═══ Excerpt to read
# Nespresso Capsules/Pods - where is the cheapest place to buy them?



## Glenn

I have been handed an empty box that contained Nespresso Roma Capsules/Pods, and asked to find out where the best place is to buy these.

The question has been posed on behalf of my wife's work colleague who has a Nespresso machine at home.

Web links would be appreciated as mail order is her preferred purchase method

The best link is now here


----------



## AlexV

You can only buy them direct from Nespresso, which is why they make so much money from the system.


----------



## liquidmonkey2000

@ AlexV not strictly true - a number of people are selling these on eBay

http://cgi.ebay.co.uk/50-NESPRESSO-PODS-5-X-10-PICK-YOUR-OWN-MIX-UK-SELLER-/150461526067?pt=UK_Home_Garden_Food_SM&hash=item230834b033#ht_1717wt_907

This is not a recommendation as I haven't bought from this seller but just to point out that alternatives do exist.
══════
═══ Available data
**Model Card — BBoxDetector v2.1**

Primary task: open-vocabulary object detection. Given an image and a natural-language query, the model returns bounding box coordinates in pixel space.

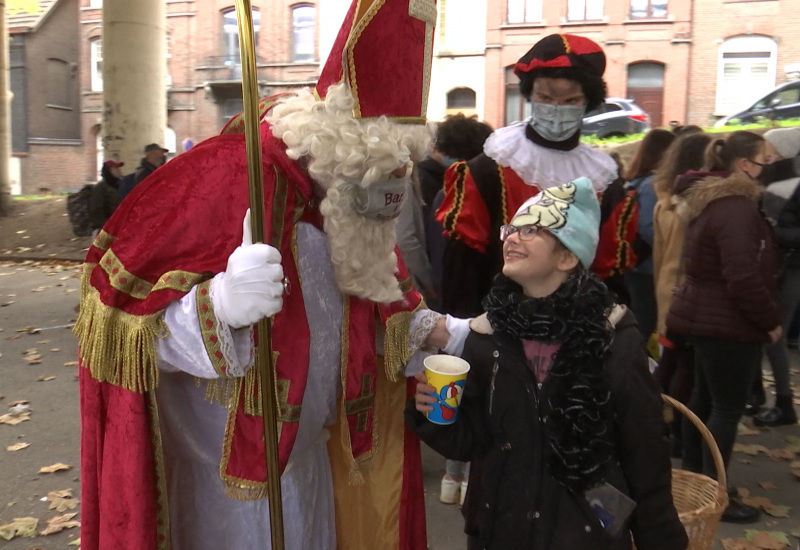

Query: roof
[6,0,58,34]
══════
#### What you should do
Carry on the forum thread about cheap Nespresso capsules from its last post. The material plays no part here.

#### Reply to the exercise
----------



## Glenn

Thanks both, I thought this was the case but at least she has the options


----------



## JCSweden

Hi Glenn,

I get asked this question on average three times a day!

Nespresso boutiques sell the capsules if your wife's work colleague would like to buy them from a bricks and mortar shop. There won't be any freight charges that way too. Harrods and Selfridges in London have Nespresso boutiques in store, and just off Brompton Road there's one too.

Here is a link to the Nespresso store locator.

Jon

Edited to add P.S. Just re-read your first post which makes my post a bit unnecessary! Must read posts properly in future...


----------



## Glenn

*Compare and Buy Nespresso Capsules Here*


----------



## adamfahn

I sold them until last week when I left the company and haven't yet joined my new company.

While I am here typing, do you have a forum for coffee vending?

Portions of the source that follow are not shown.